**PAGE EXTRACT:**

Originally Posted by GrannieAnnie

Originally Posted by sewlisa
I have a beautiful Sunbonnet Sue quilt top that my great grandmother made that I would love to finish. Now, my Mom is not the superstitious sort, but since Great Grandma died while working on it, she feels funny about allowing it to be completed. What are your thoughts, suggestions, etc. TIA!

Get you yearly check up and get busy! Take Mom when you get the check up.

Now there's and idea. ;-)

sewlisa 08-16-2011 08:37 AM


Originally Posted by serenitybygrace
Shoot down those superstitions!! Not to be preachy but the Bible says, "Jesus name is above every other name" (Including death), and "To be absent from the body is to be present with the Lord". Think of those smiles in heaven when that quilt is finished.

Amen! :thumbup:

ManiacQuilter2 08-16-2011 08:38 AM


Originally Posted by Olivia's Grammy
I bet your Grandmother would want it to be finished and pleased that her Granddaughter finished it.

I agree...Finish the quilt and she will be very proud.

Marvel 08-16-2011 04:18 PM

I believe that she would be thrilled to know that you honor her work and treasured it enough to finish it. It will be like makeing a dream of hers come true.

gus 08-16-2011 05:15 PM

finish it

postal packin' mama 08-18-2011 12:31 AM

It would be sad and even a bit disrespectful to all the hard work and love she'd already put into that quilt to just leave it. She wouldn't have started it if she hadn't wanted it completed. I'd be very honored if one of my own descendents revered my efforts enough to bring them to final fruition. What an heirloom. Bless you for your sensitivity.

MsEithne 08-18-2011 01:34 AM


Originally Posted by sewlisa
I have a beautiful Sunbonnet Sue quilt top that my great grandmother made that I would love to finish. Now, my Mom is not the superstitious sort, but since Great Grandma died while working on it, she feels funny about allowing it to be completed. What are your thoughts, suggestions, etc. TIA!

Talk it over with your mother calmly, without judging or pressuring her. Ask her if she can pinpoint the cause of her discomfort and if so, whether there is anything you can do to alleviate it.

You say your mother is not usually superstitious. Keep in mind that different cultures handle the question of unfinished works differently. And often such cultural assumptions are picked up unconsciously by children. Your mother may have been raised that such things are best not touched. Other cultures consider finishing the unfinished work as a necessary part of the grieving process.

If it turns out that your mother was just taken by surprise she may be willing to explore different options. For instance, if your great-grandmother pieced and quilted by hand, would your mother feel more comfortable about it if you did so with this particular top?

If you and your mother cannot come to some agreement about finishing the top that makes *both* of you equally happy, then I'd say let it go for now out of respect for your mother. I don't think anyone can know for sure at this point what your great-grandmother would have wanted.

Perhaps I'm a little morbid because I lost my own mother last April but my thoughts are that you are least likely to regret cherishing and respecting your mother now.

**EXERCISE AIM:**
From the forum thread about finishing an unfinished quilt top, copy the stretch from "Originally Posted by GrannieAnnie" through "quilt is finished.".

**EXTRACTED INFORMATION:**
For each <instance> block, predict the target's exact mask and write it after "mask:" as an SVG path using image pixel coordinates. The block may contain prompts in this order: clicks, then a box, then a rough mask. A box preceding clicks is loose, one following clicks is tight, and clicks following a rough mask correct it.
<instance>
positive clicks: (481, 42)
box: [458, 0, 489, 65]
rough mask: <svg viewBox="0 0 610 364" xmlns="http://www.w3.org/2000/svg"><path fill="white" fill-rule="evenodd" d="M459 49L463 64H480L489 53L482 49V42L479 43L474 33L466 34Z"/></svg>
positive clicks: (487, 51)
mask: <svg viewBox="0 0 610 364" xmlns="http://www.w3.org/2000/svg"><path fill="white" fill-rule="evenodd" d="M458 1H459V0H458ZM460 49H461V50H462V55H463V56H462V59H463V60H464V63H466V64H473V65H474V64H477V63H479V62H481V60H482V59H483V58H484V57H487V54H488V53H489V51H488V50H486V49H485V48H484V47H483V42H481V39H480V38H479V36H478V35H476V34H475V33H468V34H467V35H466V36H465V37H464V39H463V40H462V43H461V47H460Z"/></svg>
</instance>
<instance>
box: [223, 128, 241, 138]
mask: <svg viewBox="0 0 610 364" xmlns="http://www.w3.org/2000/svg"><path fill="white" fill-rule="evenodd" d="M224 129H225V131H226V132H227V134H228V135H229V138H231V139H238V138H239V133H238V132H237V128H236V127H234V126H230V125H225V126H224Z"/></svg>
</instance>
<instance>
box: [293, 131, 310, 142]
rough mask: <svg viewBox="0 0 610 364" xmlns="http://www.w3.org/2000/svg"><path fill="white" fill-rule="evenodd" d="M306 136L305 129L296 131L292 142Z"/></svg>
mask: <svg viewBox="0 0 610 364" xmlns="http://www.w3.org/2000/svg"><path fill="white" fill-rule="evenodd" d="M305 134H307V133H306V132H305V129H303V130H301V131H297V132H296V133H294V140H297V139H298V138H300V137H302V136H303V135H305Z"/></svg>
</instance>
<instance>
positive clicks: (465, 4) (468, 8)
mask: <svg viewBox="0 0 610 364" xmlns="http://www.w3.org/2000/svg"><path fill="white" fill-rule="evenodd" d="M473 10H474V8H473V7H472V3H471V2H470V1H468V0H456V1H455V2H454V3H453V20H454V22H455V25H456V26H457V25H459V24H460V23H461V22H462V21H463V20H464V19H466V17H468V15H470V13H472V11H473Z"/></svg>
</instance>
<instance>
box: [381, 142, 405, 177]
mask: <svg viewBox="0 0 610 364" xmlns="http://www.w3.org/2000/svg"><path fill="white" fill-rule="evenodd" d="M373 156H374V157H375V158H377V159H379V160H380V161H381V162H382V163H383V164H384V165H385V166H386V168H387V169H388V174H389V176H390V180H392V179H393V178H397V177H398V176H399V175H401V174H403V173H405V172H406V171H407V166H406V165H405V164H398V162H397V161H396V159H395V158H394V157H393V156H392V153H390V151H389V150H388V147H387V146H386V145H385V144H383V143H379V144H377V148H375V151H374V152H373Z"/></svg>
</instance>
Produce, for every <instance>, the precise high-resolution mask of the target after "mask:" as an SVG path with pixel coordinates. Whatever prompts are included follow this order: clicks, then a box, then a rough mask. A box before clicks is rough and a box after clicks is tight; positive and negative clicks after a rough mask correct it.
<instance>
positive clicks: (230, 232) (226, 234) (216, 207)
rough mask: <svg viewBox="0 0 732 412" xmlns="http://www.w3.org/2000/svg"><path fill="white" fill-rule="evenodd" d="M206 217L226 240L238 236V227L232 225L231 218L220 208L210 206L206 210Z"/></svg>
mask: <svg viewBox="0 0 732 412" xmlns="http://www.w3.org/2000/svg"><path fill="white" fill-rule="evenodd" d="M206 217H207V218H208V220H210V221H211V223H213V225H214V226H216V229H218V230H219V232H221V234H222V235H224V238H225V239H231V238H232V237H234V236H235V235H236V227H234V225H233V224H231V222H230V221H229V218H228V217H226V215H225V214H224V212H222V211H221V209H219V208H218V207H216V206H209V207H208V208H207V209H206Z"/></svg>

**WRITTEN REPLY:**
Originally Posted by GrannieAnnie

Originally Posted by sewlisa
I have a beautiful Sunbonnet Sue quilt top that my great grandmother made that I would love to finish. Now, my Mom is not the superstitious sort, but since Great Grandma died while working on it, she feels funny about allowing it to be completed. What are your thoughts, suggestions, etc. TIA!

Get you yearly check up and get busy! Take Mom when you get the check up.

Now there's and idea. ;-)

sewlisa 08-16-2011 08:37 AM


Originally Posted by serenitybygrace
Shoot down those superstitions!! Not to be preachy but the Bible says, "Jesus name is above every other name" (Including death), and "To be absent from the body is to be present with the Lord". Think of those smiles in heaven when that quilt is finished.